■ Passage to read:
Jan. 27 (Bloomberg) -- Confidence among U.S. consumers rose more than forecast in January to the highest level in almost a year, on signs of improvement in the job market.
The Thomson Reuters/University of Michigan final index of consumer sentiment climbed to 75 from 69.9 at the end of December. The median estimate in a Bloomberg News survey called for 74, which matched the preliminary reading. The gauge averaged 89 in the five years leading up to the 18-month recession that ended in June 2009.
A strengthening labor market and higher stock prices may be boosting confidence, helping raise the odds that a pickup in household spending will continue into this quarter. At the same time, a sustained increase in gasoline prices and limited wage gains may restrain sentiment.
“Rising equity prices will be the primary catalyst for consumers’ better moods in the second half of January,” Aaron Smith, a senior economist at Moody’s Analytics Inc. in West Chester, Pennsylvania, said before the report. “Retail gasoline prices and policy uncertainties will limit the increase in confidence.”
Estimates for sentiment in the Bloomberg survey of 63 economists ranged from 72.5 to 76. The index averaged 64.2 during the last recession.
The U.S. economy expanded less than forecast in the fourth quarter as consumers curbed spending and government agencies cut back, validating the Federal Reserve’s decision this week to keep interest rates low for a longer period.

Stored entries:

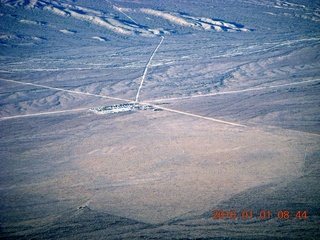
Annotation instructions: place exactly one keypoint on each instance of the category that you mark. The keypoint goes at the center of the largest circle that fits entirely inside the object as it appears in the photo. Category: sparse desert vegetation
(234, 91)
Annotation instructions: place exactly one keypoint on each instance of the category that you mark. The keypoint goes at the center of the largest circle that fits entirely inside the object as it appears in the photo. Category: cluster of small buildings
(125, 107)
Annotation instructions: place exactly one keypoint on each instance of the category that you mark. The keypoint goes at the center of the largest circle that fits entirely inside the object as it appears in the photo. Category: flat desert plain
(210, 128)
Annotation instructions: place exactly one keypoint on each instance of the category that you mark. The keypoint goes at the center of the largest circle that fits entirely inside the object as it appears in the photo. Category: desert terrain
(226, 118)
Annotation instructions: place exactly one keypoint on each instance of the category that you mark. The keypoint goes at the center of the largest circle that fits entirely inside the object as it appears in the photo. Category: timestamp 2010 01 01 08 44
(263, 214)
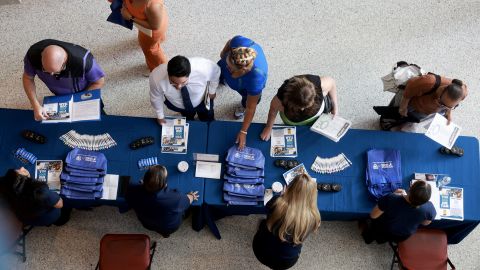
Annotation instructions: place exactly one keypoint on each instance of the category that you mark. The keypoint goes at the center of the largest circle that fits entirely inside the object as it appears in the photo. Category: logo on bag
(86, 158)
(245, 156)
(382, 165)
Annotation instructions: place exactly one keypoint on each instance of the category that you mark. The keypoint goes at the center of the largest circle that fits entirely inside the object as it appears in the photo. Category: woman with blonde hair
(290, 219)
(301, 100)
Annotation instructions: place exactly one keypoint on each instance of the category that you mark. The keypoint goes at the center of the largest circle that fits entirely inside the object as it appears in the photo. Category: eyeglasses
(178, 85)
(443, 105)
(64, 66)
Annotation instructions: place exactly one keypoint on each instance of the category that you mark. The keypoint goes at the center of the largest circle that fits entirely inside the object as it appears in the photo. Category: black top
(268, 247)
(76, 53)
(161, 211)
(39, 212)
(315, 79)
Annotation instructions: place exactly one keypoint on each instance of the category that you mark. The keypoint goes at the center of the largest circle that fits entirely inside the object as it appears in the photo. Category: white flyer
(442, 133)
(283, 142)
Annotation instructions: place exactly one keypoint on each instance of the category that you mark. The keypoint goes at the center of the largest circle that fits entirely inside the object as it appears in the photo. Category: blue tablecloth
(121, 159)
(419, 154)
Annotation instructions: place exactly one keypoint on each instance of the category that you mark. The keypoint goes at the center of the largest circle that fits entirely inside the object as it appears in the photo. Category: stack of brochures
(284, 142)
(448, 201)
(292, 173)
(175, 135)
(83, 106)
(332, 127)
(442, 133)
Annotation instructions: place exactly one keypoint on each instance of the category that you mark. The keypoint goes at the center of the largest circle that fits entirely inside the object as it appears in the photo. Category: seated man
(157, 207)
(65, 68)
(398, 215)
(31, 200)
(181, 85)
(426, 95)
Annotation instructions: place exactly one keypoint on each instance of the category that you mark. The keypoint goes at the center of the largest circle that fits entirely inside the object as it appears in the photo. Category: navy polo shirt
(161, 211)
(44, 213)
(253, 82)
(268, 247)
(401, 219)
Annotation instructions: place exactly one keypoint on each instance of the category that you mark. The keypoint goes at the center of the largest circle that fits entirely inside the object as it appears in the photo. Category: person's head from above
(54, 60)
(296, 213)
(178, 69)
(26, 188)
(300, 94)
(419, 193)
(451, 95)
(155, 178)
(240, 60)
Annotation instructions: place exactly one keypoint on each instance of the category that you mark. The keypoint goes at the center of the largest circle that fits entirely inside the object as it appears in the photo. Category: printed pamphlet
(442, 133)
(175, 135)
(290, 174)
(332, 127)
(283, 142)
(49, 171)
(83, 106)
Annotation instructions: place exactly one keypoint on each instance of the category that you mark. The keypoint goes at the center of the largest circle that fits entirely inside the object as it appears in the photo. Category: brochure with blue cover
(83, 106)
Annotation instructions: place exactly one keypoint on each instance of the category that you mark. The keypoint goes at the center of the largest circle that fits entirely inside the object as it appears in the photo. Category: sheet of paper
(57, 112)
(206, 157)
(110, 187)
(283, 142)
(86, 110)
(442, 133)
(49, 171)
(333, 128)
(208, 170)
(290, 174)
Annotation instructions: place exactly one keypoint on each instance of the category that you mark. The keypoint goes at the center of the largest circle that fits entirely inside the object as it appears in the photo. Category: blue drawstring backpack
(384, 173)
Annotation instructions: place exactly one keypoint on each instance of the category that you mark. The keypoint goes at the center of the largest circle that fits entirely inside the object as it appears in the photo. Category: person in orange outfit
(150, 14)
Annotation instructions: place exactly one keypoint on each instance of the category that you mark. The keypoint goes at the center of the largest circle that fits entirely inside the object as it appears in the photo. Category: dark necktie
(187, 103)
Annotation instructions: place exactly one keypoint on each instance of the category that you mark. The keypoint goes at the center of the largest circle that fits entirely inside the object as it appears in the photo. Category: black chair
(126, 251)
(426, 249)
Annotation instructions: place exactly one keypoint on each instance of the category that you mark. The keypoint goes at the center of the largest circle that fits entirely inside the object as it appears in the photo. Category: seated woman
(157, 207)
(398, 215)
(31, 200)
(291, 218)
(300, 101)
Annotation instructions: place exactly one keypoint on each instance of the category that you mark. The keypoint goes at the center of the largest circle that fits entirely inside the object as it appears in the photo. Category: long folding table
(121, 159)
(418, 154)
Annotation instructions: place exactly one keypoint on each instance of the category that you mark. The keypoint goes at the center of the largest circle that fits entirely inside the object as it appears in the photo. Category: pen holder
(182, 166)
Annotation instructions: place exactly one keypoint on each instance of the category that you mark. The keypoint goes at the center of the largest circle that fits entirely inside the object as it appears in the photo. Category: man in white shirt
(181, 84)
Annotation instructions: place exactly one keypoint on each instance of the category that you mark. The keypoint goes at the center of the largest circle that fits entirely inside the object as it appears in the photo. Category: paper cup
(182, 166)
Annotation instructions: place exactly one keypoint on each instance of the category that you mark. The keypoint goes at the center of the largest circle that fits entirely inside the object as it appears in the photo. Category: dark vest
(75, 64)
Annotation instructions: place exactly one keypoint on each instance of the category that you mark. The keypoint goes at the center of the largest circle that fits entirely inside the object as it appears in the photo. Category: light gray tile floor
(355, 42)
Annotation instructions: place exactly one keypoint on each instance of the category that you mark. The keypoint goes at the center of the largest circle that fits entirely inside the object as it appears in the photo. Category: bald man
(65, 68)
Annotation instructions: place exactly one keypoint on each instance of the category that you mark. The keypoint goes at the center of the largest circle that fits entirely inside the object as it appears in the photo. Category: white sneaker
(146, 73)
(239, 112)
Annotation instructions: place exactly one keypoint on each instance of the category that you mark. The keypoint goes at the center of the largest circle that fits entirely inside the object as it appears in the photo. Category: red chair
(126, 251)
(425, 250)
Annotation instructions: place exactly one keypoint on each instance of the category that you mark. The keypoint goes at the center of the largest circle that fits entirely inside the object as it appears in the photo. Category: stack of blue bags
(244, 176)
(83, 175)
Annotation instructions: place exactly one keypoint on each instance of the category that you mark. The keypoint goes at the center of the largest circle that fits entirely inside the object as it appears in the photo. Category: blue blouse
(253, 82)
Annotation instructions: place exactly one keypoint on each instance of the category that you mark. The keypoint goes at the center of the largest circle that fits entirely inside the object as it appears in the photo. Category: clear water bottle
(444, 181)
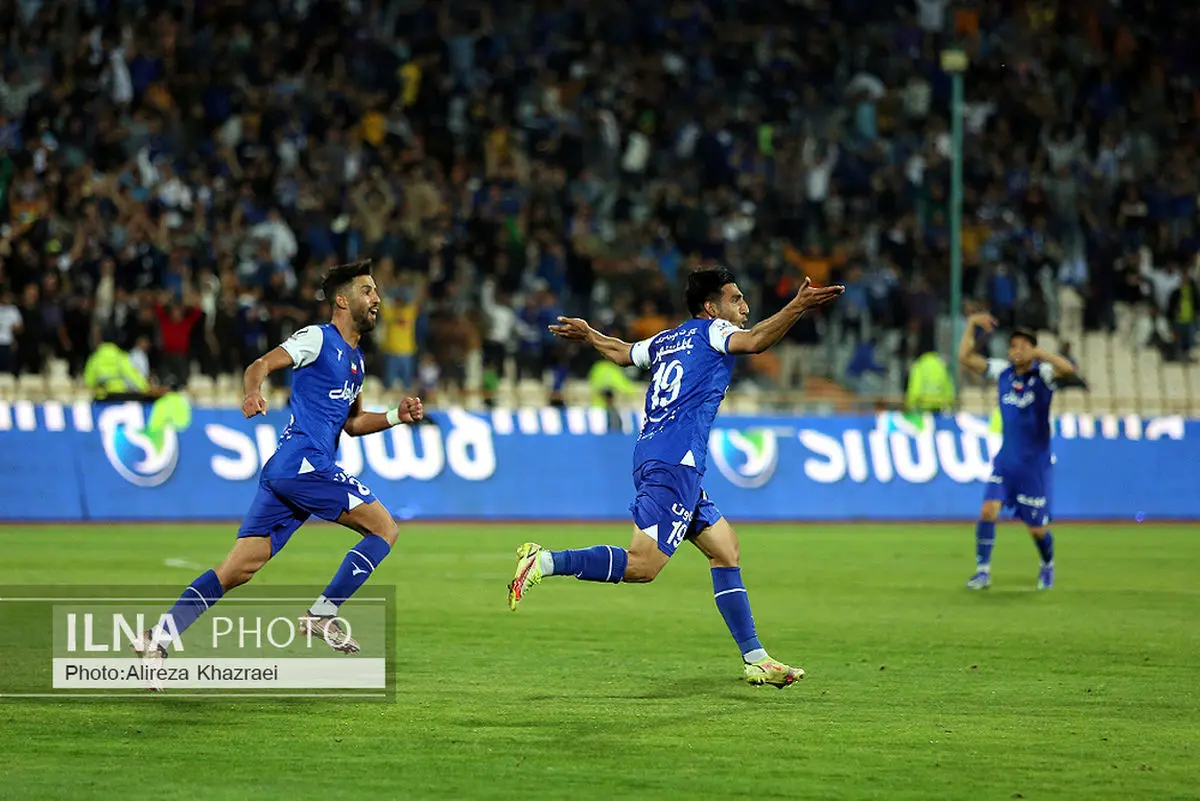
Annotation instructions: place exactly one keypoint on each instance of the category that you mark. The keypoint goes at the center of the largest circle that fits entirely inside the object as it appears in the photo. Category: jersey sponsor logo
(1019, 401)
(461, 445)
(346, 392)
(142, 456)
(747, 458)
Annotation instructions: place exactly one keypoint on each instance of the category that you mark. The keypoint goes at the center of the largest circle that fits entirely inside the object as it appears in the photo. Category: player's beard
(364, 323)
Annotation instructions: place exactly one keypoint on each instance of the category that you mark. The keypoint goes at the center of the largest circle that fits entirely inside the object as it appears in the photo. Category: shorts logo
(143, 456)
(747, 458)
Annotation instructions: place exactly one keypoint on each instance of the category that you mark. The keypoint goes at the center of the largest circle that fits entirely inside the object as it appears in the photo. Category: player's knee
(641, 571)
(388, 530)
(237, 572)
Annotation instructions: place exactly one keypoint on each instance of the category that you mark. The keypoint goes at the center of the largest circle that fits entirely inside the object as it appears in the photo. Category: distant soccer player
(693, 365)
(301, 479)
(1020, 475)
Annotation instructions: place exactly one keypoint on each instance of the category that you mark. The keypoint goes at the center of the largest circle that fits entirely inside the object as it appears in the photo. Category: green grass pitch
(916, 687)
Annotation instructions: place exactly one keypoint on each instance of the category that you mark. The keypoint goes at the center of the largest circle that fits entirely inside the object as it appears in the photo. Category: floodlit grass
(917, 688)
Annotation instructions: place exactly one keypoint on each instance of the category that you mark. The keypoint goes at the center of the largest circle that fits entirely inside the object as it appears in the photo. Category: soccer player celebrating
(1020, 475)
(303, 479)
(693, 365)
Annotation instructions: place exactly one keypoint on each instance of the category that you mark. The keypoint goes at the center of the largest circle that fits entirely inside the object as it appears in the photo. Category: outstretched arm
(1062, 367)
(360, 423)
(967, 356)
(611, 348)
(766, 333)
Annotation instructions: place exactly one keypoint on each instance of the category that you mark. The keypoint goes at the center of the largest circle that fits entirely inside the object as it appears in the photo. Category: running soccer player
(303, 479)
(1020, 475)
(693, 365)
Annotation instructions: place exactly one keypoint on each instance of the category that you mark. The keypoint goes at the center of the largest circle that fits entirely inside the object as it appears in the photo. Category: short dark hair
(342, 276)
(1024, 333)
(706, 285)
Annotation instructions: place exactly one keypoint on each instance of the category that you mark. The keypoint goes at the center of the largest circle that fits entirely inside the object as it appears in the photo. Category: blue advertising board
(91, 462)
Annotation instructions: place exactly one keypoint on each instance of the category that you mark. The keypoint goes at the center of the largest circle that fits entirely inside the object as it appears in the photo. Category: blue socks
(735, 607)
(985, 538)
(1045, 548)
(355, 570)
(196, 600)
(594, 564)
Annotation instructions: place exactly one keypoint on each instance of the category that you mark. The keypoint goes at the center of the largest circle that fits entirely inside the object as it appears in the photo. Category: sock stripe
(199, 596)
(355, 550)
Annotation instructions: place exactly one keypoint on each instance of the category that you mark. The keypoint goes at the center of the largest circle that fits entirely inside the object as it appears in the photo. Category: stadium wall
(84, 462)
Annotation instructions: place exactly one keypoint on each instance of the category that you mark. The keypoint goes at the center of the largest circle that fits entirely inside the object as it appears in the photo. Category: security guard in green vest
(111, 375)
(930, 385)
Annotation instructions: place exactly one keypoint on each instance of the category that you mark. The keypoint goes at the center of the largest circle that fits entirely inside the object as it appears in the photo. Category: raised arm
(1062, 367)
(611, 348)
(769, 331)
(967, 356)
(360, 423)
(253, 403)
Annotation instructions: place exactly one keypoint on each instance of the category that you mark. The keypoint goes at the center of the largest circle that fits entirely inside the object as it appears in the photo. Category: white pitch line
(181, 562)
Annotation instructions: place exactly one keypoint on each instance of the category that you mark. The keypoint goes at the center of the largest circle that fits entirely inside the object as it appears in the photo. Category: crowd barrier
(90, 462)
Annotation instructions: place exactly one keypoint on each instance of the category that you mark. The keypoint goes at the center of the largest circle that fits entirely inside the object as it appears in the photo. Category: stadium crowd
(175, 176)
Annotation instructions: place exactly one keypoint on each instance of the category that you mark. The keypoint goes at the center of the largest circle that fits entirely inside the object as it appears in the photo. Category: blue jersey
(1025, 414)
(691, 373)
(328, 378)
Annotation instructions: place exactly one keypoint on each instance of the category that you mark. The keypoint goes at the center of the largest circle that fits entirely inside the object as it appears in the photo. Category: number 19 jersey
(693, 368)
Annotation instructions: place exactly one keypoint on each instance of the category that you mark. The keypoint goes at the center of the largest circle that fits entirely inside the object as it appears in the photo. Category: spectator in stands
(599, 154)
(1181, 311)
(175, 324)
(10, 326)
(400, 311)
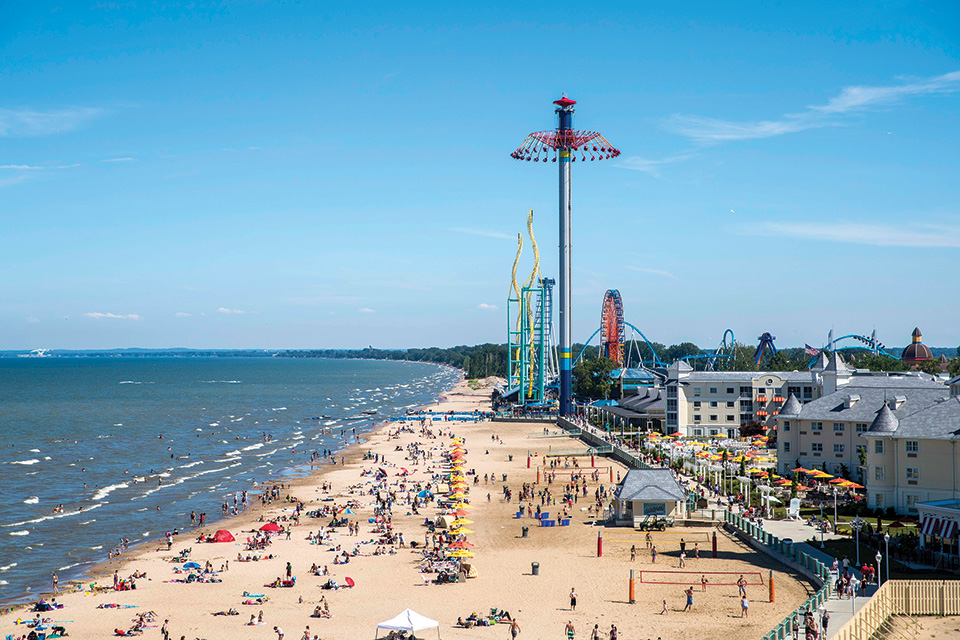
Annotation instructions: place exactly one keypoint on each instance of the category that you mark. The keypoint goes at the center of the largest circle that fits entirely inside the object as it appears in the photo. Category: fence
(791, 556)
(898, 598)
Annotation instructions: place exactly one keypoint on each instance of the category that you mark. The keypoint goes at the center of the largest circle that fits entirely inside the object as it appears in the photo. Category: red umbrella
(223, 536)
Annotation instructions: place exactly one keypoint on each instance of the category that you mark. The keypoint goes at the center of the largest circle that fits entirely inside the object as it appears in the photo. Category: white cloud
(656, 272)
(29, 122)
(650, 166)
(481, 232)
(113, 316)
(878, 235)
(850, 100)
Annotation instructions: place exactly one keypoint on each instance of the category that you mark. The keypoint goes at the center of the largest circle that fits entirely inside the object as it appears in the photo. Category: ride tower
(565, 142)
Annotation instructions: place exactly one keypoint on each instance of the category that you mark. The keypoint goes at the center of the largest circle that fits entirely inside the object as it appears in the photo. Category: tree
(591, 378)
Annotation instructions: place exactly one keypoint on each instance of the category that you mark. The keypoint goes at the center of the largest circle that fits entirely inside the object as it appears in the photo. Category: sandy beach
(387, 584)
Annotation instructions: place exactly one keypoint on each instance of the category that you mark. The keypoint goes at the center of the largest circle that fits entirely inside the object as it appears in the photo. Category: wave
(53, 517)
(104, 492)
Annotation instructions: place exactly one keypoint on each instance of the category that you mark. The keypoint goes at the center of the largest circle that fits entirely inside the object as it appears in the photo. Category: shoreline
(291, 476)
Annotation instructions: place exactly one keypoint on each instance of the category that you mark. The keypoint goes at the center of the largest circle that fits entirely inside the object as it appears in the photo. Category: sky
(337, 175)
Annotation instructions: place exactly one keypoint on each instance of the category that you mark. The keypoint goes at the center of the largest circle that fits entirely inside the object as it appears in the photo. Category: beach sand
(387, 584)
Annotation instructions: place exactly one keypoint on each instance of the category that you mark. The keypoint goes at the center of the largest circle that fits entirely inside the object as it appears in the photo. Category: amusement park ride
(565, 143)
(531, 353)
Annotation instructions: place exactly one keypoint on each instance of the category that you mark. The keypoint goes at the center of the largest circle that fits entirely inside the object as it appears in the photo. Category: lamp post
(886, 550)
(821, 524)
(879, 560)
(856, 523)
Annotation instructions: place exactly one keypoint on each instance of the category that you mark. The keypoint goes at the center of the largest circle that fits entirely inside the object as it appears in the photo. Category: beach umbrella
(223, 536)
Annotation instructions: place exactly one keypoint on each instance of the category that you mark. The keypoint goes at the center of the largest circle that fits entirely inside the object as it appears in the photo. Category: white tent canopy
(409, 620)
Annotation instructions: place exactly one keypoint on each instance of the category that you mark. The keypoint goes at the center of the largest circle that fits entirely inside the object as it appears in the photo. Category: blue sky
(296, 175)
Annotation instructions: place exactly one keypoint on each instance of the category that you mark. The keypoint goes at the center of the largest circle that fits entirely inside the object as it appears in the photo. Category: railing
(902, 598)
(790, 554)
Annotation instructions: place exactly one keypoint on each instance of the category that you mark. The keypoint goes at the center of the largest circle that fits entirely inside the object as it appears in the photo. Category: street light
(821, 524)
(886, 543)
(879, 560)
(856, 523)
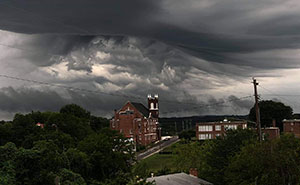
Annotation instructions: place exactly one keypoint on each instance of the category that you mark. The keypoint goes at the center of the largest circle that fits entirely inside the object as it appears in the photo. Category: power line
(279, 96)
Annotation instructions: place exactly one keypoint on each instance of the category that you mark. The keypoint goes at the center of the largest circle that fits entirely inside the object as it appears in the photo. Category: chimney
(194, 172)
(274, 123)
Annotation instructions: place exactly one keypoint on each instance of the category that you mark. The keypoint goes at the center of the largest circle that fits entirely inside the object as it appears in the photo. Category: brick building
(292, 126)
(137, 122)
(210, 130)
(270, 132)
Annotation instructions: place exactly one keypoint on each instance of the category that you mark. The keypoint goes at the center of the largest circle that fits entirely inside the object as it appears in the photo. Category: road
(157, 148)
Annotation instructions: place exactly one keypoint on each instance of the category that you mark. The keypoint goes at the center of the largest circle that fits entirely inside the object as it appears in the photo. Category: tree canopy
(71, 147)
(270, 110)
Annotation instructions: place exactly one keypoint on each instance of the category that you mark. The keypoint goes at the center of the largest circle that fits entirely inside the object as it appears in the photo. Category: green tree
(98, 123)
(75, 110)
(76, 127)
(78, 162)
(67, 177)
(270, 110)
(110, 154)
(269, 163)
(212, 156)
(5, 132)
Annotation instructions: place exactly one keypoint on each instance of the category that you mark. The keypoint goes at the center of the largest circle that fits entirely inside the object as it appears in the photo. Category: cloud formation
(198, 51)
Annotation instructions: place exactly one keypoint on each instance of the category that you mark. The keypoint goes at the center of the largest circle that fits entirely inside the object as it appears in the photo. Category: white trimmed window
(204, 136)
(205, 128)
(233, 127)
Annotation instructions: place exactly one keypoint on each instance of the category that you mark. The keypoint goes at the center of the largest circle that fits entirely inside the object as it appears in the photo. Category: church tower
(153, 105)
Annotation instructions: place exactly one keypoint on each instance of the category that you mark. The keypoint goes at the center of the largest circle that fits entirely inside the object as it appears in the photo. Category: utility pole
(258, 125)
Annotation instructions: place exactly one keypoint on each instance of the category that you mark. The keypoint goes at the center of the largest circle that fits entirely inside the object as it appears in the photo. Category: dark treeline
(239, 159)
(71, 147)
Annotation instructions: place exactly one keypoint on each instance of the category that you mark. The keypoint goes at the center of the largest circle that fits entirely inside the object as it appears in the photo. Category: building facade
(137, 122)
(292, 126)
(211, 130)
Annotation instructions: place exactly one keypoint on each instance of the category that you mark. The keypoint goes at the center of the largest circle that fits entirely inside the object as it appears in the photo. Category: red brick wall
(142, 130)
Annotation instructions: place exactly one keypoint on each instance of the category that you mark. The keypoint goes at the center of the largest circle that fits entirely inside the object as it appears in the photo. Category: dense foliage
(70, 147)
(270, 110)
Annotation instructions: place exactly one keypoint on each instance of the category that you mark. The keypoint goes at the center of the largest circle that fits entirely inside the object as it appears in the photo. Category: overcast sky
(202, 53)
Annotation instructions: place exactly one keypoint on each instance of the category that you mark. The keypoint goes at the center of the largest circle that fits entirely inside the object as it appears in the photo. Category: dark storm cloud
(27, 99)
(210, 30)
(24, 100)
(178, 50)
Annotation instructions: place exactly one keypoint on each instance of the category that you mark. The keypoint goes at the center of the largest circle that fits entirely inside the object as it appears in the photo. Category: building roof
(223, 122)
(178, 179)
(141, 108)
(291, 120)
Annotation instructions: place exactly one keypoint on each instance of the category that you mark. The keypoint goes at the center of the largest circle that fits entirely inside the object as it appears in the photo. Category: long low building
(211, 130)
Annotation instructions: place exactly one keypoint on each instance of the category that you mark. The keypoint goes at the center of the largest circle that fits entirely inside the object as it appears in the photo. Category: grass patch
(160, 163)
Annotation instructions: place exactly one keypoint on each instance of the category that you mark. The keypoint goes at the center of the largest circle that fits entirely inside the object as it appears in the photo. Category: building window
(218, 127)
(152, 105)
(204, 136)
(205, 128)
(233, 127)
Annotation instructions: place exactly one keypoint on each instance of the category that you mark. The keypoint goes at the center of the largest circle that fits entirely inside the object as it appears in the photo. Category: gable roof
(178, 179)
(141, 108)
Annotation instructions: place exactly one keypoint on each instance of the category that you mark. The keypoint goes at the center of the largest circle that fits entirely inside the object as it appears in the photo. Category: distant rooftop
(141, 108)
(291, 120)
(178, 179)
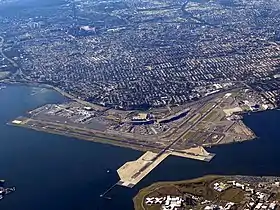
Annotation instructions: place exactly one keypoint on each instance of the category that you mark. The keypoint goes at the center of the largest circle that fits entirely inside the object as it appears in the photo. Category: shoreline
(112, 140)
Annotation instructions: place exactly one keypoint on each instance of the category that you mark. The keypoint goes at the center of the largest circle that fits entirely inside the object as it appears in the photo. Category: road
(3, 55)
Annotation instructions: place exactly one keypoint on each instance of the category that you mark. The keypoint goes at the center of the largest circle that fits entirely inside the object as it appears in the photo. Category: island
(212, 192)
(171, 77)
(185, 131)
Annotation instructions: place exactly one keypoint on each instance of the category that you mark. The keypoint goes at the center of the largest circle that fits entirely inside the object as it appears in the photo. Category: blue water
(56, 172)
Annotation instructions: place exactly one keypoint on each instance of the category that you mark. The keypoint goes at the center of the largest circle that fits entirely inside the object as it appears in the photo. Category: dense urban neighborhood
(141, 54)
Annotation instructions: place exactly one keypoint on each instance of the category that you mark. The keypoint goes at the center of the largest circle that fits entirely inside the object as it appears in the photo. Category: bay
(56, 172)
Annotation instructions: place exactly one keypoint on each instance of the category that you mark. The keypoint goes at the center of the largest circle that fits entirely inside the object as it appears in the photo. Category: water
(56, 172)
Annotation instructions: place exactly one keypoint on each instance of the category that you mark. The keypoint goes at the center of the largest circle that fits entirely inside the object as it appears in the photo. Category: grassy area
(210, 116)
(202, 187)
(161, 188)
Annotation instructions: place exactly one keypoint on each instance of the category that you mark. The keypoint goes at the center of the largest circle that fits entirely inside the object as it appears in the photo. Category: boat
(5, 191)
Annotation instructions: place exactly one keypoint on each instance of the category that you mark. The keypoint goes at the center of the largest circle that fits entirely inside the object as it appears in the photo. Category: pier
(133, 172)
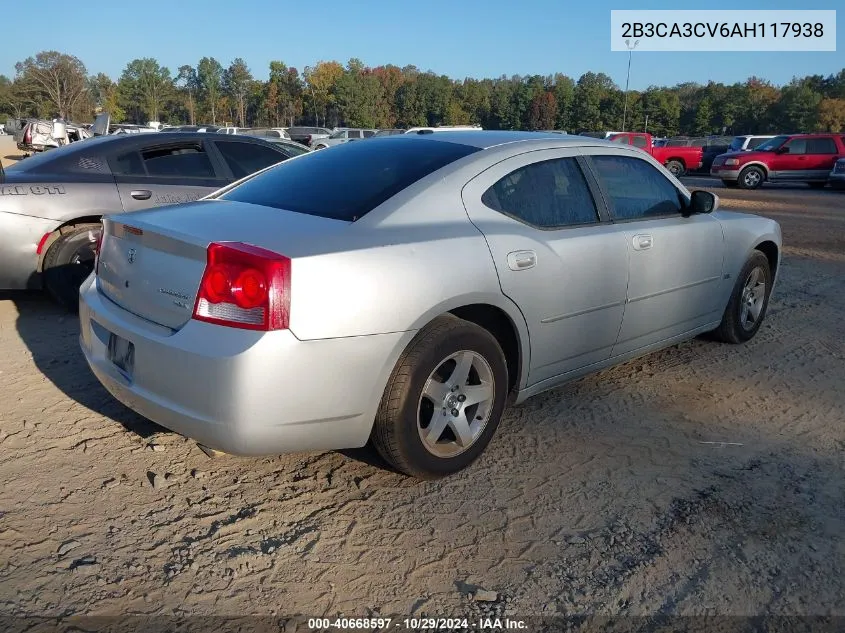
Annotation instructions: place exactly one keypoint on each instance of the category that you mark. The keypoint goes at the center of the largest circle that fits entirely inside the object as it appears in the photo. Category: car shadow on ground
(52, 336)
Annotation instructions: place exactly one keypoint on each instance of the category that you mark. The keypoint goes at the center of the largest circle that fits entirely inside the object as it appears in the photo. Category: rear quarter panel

■ Problems and tasks:
1) In the consumer sentiment article, what did the gauge average in the five years leading up to the 18-month recession that ended in June 2009?
2) Extract each line of the entries above that contains the string "foliage", treating uppercase and lowercase letters as distinct.

■ Results of the tasks:
1) 89

2)
Annotation instructions: place exactly one keypoint on each instance of the category that you mark. The keypoint goes at the center of the largest circle that fits entirely inside the object as it appears in the photo. Category: dense foliage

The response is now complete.